Excerpts from a point labeling dataset
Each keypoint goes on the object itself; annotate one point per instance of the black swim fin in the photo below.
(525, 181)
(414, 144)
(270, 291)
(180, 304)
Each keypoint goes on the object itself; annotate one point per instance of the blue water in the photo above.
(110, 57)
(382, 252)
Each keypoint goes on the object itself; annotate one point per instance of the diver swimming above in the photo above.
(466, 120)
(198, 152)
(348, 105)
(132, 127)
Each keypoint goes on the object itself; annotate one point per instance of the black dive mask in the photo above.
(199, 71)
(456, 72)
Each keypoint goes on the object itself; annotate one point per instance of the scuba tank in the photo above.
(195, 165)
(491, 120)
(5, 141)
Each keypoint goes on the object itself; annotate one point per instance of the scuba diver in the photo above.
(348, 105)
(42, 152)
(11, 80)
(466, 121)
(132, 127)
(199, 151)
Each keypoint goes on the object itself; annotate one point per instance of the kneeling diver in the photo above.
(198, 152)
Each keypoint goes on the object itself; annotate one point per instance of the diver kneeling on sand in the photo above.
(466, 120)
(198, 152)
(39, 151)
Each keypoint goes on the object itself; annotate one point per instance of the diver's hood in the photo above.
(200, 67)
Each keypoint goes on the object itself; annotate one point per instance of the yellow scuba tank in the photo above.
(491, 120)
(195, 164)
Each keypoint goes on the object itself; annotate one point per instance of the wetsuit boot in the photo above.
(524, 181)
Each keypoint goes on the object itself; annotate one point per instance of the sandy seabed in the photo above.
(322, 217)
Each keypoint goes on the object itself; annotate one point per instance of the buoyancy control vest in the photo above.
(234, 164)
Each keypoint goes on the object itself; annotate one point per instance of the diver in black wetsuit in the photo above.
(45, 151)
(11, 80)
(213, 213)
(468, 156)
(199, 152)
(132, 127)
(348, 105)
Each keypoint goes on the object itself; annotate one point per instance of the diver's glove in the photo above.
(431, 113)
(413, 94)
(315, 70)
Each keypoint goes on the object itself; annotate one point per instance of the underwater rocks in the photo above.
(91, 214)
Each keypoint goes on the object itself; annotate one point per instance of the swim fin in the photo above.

Task to carry out. Return all of the entries above, reproducing every line word for word and in the same order.

Solution below.
Each keypoint goes on the object itself; annotate one point per instance of the black swim fin in the photo below.
(525, 181)
(414, 144)
(270, 291)
(180, 304)
Each keypoint goes on the object itself; annotate one point per instance of the blue water in the photo above.
(110, 57)
(382, 252)
Each keypoint goes on the object itself; annotate one point per instance of the diver swimming above in the photo above.
(466, 120)
(198, 152)
(348, 105)
(132, 127)
Each keypoint goes on the object itself; annotate one point per instance of the black dive mask in the photo above.
(199, 71)
(456, 72)
Each keypoint goes on the object itself; annotate one point per instance of the scuba tank in the photo above.
(195, 165)
(491, 120)
(5, 141)
Each keypoint goes on the object itself; annotate one point per instance of the scuba diver in the photo above.
(348, 105)
(42, 152)
(11, 80)
(466, 121)
(132, 127)
(199, 151)
Each keypoint goes on the object itself; annotate one point per instance of the kneeling diver in the photo above.
(198, 152)
Each keypoint goes on the object itself; annotate one point per instance of the diver kneeling on sand in the photo above.
(466, 120)
(198, 152)
(39, 151)
Each keypoint goes on the object itself; annotate one point per instance of the diver's hood in the photo above.
(200, 67)
Each keypoint goes on the object itself; annotate one point per instance of the yellow scuba tank in the photo above.
(491, 120)
(195, 164)
Each keypoint goes on the object itself; annotate one point per instance of the wetsuit boot in the photo above.
(524, 181)
Each keypoint goes on the object itself; annotate one point per instance of the sandy seabed in the photo above.
(322, 217)
Each keypoint goes on the object itself; annotate one point per instance of the buoyancy control vest in the photo above.
(234, 164)
Each keypoint goes on the object itself; annotate one point per instance of the diver in black wetsuit in the photo above.
(45, 151)
(11, 80)
(213, 213)
(468, 156)
(199, 152)
(132, 127)
(348, 105)
Each keypoint goes on the object itself; annotate one point per instance of the diver's glove in the photo above.
(431, 113)
(413, 94)
(315, 70)
Each keypoint goes on the object itself; annotate one point per instance of the underwater rocks in the photo above.
(91, 214)
Each keypoint goes on the object itself; annotate one point per instance of the swim fin in the photo above.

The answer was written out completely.